╭──

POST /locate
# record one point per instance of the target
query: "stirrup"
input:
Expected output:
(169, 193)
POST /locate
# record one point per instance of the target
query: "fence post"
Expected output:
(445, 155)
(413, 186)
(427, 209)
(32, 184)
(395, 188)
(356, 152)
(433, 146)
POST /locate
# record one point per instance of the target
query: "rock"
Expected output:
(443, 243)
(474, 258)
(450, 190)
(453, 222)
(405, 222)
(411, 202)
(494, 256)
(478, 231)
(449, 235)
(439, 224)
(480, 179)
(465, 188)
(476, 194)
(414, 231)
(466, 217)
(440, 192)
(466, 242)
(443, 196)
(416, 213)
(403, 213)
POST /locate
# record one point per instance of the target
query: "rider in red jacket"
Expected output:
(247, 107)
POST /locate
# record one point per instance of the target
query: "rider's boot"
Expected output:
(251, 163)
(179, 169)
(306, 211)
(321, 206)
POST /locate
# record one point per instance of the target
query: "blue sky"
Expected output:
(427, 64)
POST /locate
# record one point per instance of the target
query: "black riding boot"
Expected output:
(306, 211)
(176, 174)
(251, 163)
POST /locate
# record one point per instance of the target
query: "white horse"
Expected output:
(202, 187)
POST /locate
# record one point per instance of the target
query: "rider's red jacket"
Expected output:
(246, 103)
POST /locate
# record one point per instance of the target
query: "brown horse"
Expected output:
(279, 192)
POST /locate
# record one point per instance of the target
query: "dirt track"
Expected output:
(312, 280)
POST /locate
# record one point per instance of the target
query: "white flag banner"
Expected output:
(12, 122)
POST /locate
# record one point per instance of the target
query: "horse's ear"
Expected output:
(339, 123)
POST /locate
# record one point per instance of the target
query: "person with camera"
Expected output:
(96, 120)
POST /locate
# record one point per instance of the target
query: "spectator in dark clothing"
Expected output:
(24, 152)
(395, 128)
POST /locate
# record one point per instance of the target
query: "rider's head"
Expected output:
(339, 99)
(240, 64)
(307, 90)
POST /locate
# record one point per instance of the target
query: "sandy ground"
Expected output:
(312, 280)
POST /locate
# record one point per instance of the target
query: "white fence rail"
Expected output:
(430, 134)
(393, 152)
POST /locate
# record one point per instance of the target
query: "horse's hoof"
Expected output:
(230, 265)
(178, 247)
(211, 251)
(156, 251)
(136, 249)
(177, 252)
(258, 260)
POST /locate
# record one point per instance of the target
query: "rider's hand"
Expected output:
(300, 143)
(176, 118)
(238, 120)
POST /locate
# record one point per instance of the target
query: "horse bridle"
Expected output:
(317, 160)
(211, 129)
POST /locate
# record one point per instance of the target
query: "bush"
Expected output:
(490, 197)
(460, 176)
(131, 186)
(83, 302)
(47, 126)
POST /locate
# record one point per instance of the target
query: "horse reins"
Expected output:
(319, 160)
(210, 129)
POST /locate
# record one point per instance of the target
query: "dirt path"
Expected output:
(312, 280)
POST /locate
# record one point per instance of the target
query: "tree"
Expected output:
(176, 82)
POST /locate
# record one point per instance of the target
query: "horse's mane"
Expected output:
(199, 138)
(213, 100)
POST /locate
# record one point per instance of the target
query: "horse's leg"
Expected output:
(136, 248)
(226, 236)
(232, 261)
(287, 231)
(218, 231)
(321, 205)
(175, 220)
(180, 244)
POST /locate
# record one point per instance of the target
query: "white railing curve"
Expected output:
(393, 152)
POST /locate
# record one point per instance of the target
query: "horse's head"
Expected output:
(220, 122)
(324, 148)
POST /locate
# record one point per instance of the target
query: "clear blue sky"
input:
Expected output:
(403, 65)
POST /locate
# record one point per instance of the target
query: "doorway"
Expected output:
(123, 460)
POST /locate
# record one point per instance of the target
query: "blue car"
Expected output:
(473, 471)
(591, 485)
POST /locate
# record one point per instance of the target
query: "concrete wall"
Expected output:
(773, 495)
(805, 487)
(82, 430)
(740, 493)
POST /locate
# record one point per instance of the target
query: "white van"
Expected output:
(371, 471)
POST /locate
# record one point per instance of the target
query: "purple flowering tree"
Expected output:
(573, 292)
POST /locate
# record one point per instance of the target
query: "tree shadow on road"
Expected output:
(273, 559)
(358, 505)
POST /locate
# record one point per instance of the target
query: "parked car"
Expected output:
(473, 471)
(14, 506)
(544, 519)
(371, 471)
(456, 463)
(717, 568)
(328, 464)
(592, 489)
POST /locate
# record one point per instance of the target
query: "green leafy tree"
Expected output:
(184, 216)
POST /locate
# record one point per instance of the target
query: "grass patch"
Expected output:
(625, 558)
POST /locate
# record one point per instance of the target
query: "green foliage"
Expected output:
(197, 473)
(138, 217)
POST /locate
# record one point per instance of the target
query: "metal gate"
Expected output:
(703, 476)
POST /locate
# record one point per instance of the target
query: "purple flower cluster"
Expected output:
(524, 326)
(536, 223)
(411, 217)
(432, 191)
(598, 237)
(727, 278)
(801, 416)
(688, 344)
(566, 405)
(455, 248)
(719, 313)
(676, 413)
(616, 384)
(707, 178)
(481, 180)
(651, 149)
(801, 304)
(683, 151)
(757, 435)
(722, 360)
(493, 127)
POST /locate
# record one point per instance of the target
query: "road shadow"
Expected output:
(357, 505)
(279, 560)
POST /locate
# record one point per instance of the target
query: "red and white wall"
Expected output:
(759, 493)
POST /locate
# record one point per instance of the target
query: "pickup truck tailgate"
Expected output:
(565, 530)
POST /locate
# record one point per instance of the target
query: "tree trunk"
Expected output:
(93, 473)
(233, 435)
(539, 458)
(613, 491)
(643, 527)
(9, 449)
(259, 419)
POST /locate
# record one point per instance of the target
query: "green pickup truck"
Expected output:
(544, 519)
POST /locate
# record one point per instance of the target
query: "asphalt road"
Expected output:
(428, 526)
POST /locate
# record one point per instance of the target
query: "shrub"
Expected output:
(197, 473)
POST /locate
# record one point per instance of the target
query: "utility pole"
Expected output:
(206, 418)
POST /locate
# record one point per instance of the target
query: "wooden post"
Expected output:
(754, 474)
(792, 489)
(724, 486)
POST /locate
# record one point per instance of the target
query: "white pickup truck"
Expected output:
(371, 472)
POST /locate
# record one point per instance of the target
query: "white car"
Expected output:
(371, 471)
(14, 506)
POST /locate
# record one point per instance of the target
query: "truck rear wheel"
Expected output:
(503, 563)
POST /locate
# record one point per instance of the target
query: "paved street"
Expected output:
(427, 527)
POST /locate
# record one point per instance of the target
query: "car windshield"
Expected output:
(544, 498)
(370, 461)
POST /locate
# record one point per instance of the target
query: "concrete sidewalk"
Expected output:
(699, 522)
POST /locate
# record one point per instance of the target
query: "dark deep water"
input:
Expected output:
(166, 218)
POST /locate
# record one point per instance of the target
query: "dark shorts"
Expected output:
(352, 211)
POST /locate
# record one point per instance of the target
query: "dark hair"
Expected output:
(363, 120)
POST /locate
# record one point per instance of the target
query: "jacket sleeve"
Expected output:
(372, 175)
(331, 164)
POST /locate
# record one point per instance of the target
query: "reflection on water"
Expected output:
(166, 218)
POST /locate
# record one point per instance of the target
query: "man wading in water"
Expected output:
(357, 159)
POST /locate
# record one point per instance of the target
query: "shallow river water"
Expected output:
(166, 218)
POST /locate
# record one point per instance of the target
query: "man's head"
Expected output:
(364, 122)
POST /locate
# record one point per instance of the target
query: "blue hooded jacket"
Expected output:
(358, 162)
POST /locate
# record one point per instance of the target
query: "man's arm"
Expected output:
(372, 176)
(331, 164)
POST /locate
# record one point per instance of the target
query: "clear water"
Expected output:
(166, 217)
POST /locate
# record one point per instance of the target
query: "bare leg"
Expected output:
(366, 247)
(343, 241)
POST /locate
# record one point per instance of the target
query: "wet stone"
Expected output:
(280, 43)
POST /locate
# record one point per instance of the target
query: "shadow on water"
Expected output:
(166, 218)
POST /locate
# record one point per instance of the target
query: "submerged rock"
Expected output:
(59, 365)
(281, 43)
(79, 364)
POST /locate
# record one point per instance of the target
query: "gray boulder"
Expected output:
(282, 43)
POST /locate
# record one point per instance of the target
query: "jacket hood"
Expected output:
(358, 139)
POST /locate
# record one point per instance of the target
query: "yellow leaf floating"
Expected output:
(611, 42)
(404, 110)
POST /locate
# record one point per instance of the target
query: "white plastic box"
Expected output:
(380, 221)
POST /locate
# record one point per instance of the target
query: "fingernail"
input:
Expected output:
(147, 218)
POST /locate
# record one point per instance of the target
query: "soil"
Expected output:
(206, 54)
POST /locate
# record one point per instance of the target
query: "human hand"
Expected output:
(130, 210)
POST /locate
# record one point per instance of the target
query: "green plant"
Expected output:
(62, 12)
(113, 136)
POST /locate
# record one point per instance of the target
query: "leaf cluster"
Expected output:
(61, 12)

╰──

§ **OBJECTIVE**:
Collect every line of the listing that contains the word "concrete".

§ **RESULT**:
query: "concrete wall"
query: "concrete sidewalk"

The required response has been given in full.